Your task — Every line of the data below should be printed exactly. Nothing may be dropped.

Data to use —
-*-*-

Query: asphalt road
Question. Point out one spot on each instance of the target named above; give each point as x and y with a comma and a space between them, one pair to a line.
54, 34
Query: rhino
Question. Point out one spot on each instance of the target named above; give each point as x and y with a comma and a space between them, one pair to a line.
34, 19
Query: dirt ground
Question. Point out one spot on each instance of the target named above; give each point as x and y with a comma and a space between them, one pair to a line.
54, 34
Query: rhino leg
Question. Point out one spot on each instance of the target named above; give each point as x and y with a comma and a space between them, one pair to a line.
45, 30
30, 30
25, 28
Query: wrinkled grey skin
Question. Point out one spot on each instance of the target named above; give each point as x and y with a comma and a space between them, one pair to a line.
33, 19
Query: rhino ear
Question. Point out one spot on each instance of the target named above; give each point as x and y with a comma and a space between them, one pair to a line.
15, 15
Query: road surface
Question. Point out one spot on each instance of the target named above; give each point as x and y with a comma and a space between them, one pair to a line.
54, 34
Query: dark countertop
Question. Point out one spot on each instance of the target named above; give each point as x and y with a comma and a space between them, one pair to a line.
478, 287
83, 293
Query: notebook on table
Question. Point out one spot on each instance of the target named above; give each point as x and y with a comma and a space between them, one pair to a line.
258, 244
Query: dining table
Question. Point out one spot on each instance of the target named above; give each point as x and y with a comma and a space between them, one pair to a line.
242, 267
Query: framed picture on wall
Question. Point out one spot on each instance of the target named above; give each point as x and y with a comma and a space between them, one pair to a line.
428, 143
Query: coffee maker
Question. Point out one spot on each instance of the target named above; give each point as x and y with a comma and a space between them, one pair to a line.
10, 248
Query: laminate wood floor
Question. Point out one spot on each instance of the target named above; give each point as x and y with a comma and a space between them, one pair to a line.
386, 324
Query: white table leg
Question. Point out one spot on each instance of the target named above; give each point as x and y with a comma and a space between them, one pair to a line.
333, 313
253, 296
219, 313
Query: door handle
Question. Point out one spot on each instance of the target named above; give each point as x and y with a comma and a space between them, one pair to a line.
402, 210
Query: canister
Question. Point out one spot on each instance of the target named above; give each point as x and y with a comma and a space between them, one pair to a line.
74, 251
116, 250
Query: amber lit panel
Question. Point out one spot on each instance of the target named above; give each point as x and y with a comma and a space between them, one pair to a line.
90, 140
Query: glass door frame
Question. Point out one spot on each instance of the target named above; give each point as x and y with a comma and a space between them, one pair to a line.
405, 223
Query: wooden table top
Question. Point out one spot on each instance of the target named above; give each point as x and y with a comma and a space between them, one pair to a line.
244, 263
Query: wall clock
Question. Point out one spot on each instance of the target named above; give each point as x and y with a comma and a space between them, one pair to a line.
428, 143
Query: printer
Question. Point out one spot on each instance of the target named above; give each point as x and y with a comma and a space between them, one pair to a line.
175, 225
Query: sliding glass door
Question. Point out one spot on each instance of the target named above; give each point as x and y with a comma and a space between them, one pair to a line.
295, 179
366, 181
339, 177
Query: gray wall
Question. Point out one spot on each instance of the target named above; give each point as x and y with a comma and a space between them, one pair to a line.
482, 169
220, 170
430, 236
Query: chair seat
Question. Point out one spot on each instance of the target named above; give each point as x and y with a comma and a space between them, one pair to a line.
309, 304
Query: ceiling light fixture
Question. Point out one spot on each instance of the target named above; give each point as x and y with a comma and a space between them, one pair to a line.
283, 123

-*-*-

Task solution —
Query: asphalt road
Question. Point out one spot on each instance of the target named above; give each point as x and y with a comma and a space between them, one pair to a line.
54, 34
Query: rhino
Question. Point out one spot on each instance of the target named above; give each point as x and y with a comma and a space between them, one pair to a line.
34, 19
Query: dirt ground
Question. Point out one spot on each instance of the target named above; give each point as x and y with a comma and a space between them, one pair to a line.
54, 34
Query: rhino leg
Question. Point out one spot on each instance of the target named above; give each point as x and y with a comma and a space between them, one pair to a line.
45, 30
30, 30
25, 28
Query: wrinkled grey skin
Question. Point out one spot on each instance of the target named above; give each point as x and y with a comma and a space between them, one pair to a line.
33, 19
Query: rhino ear
Question. Point out one spot on each instance of the target named above; give each point as x and y with a comma and a space between them, one pair to a line.
15, 15
Query: road surface
Question. Point out one spot on each instance of the target named above; give each point as x and y with a comma and a space between them, one pair to a line.
54, 34
Query: dark countertop
Question. Point out one spot on each instance of the target named above; give each point as x and y with a comma and a space between them, one pair to a line.
478, 287
83, 293
Query: notebook on table
Question. Point out one spot on each instance of the target named above; give each point as x and y with a comma and a space between them, one pair to a line.
258, 244
Query: dining table
Question. Point out one spot on each instance of the target named above; give each point as x and y with a comma and a space between them, one pair to a line.
242, 267
Query: framed picture on wall
Question. Point out one spot on each instance of the target named above; give each point as x and y with a comma and a space between them, one pair to a line.
428, 143
Query: coffee maker
Question. Point out one spot on each instance of the target named above; give each point as x and y with a comma and a space between them, one pair to a line.
10, 248
Query: laminate wood floor
Question. Point out one spot on each instance of the target named above; give each point as x and y with a comma and a space between them, one pair to a line.
386, 324
Query: white table leg
Question. Point out one spot on each instance of the target named above; give each point as x and y with a comma and a space between them, one pair to a line.
333, 313
253, 296
219, 313
Query: door handle
Question. Point out one spot on each instance of the target named above; give each point as x and y with a comma and a space between them, one pair to a line.
402, 210
Query: canister
Question. Point out one spot on each instance of the target named above; give each point as x and y with a comma and a space between them, one pair to a line.
74, 251
116, 250
Query: amber lit panel
Question. Point out one spot on each instance of the target named above; give each point as x and y with a comma and a space between them, one pair to a line.
90, 140
Query: glass door frame
Question. Point out one spot on each instance of the target named above; give each point as x and y with a comma and a space between them, one pair to a line.
405, 223
Query: wooden table top
Question. Point out one spot on each instance of the target named above; give each point as x and y with a comma and a space between them, one pair to a line.
244, 263
Query: wall clock
Question. Point out one spot on each instance of the target named above; give each point as x and y with a comma and a space between them, one pair to a line.
428, 143
Query: printer
Question. Point out one spot on each instance of the target named above; give each point as x and y with a comma and a space between them, one pair to a line.
175, 225
Query: sliding glass door
Question. Point out one spot on each instance of the target named above; give each point as x and y with a comma and a space between them, one pair to a line.
295, 179
366, 181
339, 177
Query: gray wall
Question. Point out one spot on each instance of the target named above; give each point as x and y with a comma and a space between them, one pair to a line.
482, 169
220, 170
430, 236
Query: chair seat
Question. Point out one spot on each instance of the target named above; give each point as x and y with a comma and a space between them, one pair to a line.
309, 304
Query: ceiling light fixture
Question. Point out one spot on each instance of the target named above; give each point as x and y with a comma and a space between them, one pair to a line.
283, 123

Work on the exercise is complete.